_Source text_
There are a bunch of important points to note here:
* Lava's execution/run `time-step` starts from $1$, and
* Whenever the run time-step is one more than a multiple of the image presentation - $\texttt{self.n_ts}$ time-steps (per-image):
    * The $\texttt{run_spk()}$ phase resets the input image variable: $\texttt{self.inp_img}$ and the encoding neuron's voltage: $\texttt{self.v}$ to all zeros, and
    * The $\texttt{post_guard()}$ phase returns $\texttt{True}$ and the $\texttt{run_post_mgmt()}$ phase gets called, which also resets the necessary variables

Let's look into these phases' operations more closely; note that they are discussed in considerable details (on a per time-step basis) in the [accompanying tutorial](https://r-gaurav.github.io/2024/04/13/Lava-Tutorial-MNIST-Training-on-GPU-and-Evaluation-on-Loihi2.html). 

As you would know, in each time-step, the $\texttt{run_spk()}$ phase is the first phase to be executed among $\texttt{post_guard()}$ and $\texttt{run_post_mgmt()}$ phases. Therefore, when the $\texttt{InpImgToSpk}$ `Process`'s execution starts, i.e., time-step $=1$, the $\texttt{self.inp_img}$ and $\texttt{self.v}$ are both reset to all zeros in $\texttt{run_spk()}$, and since $\texttt{post_guard()}$ returns $\texttt{True}$, the $\texttt{run_post_mgmt()}$ phase updates $\texttt{self.inp_img}$ to the first test-image (assuming $\texttt{self.curr_img_id}$ is set to start from $0$), as well as the other related variables. In the subsequent time-steps $\texttt{run_spk()}$ keeps getting called and the rate-encoding of $\texttt{self.inp_img}$ progresses.

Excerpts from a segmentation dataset
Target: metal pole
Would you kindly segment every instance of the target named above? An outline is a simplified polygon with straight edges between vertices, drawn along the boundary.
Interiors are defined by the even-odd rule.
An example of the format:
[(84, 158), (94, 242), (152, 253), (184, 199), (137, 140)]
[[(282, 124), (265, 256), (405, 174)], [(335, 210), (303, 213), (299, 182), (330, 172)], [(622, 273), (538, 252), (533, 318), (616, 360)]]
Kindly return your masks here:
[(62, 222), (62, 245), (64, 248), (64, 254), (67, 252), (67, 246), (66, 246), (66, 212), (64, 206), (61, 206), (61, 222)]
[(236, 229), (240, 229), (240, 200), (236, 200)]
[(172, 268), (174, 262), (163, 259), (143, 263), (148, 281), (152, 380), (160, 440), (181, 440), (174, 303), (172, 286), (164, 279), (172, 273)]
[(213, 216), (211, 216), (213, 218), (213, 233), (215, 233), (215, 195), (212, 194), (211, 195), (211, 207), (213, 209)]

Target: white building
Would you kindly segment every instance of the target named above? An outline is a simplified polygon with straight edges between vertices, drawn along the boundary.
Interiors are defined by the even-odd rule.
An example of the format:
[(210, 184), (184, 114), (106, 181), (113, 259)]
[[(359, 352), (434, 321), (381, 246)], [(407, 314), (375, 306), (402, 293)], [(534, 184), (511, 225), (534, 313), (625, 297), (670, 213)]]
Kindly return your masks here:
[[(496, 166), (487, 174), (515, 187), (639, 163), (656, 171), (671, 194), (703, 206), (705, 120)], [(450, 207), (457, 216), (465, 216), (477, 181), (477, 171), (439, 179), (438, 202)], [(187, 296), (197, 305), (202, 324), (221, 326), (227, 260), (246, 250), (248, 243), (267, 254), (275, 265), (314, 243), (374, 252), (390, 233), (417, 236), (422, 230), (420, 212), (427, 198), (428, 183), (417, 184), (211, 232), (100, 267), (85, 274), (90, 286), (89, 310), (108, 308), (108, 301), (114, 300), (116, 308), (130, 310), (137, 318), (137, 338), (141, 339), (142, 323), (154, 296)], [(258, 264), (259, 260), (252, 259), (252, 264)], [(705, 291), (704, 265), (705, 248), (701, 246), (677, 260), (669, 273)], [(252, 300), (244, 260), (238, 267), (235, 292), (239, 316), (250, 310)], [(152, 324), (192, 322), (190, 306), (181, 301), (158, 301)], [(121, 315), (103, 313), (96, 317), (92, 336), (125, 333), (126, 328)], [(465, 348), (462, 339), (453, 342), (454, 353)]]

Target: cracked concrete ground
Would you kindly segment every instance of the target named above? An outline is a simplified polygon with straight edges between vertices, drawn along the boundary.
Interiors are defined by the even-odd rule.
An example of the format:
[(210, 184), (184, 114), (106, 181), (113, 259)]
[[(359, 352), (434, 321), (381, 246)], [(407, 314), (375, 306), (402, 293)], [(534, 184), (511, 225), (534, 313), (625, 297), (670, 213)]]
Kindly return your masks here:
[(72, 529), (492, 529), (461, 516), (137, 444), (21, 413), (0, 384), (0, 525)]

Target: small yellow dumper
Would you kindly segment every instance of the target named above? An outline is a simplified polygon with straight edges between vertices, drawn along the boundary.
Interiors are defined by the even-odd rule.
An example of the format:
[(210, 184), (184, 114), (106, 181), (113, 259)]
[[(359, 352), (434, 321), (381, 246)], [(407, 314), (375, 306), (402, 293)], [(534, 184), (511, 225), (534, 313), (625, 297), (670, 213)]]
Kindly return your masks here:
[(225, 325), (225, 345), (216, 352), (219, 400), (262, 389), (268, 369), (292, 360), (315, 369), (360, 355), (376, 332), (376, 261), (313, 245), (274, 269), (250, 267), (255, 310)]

_Task instructions_
Continue the passage on the time-step phases of Lava's InpImgToSpk process from the point where it stops. None of the material is required.

_Answer to this problem_
When the per-image presentation time-steps (i.e., $\texttt{self.n_ts}$) are over, i.e., in the $(\texttt{self.n_ts} + 1)^{\text{th}}$ time-step, $\texttt{run_spk()}$ is called gain, but note that $\texttt{self.inp_img}$ is still the previous _old_ image, therefore, it's important to reset the $\texttt{self.inp_img}$ and $\texttt{self.v}$ in $\texttt{run_spk()}$ to ensure that the previous old image does _not_ corrupt the prediction corresponding to the new (to be updated) image. In the same $(\texttt{self.n_ts} + 1)^{\text{th}}$ time-step, $\texttt{post_guard()}$ returns $\texttt{True}$ and the $\texttt{run_post_mgmt()}$ phase finally updates $\texttt{self.inp_img}$ to the next new image (along with updating the ground truth).

Thus, it is important to reset $\texttt{self.inp_img}$ and $\texttt{self.v}$ in the $\texttt{run_spk()}$ phase in every $(k\times\texttt{self.n_ts} + 1)^{\text{th}}$ time-step, where $k \in \mathbb{W}$.

# `Process` and `ProcessModel` to infer Classes from **Output** Spikes
As mentioned before, the **Output** layer -- composed of $10$ neurons (each denoting a class) in the `netx`-obtained network produces spikes, upon which we can infer classes by accumulating them over a period of $\texttt{self.n_ts}$ time-steps (for each image) and reporting the index which has the maximum number of accumulated spikes. To do the same, we write down the following **Output** `Process`: $\texttt{OutSpkToCls}$.

In [4]:
class OutSpkToCls(AbstractProcess):
  """
  Output process to collect output neuron spikes and infer predicted class.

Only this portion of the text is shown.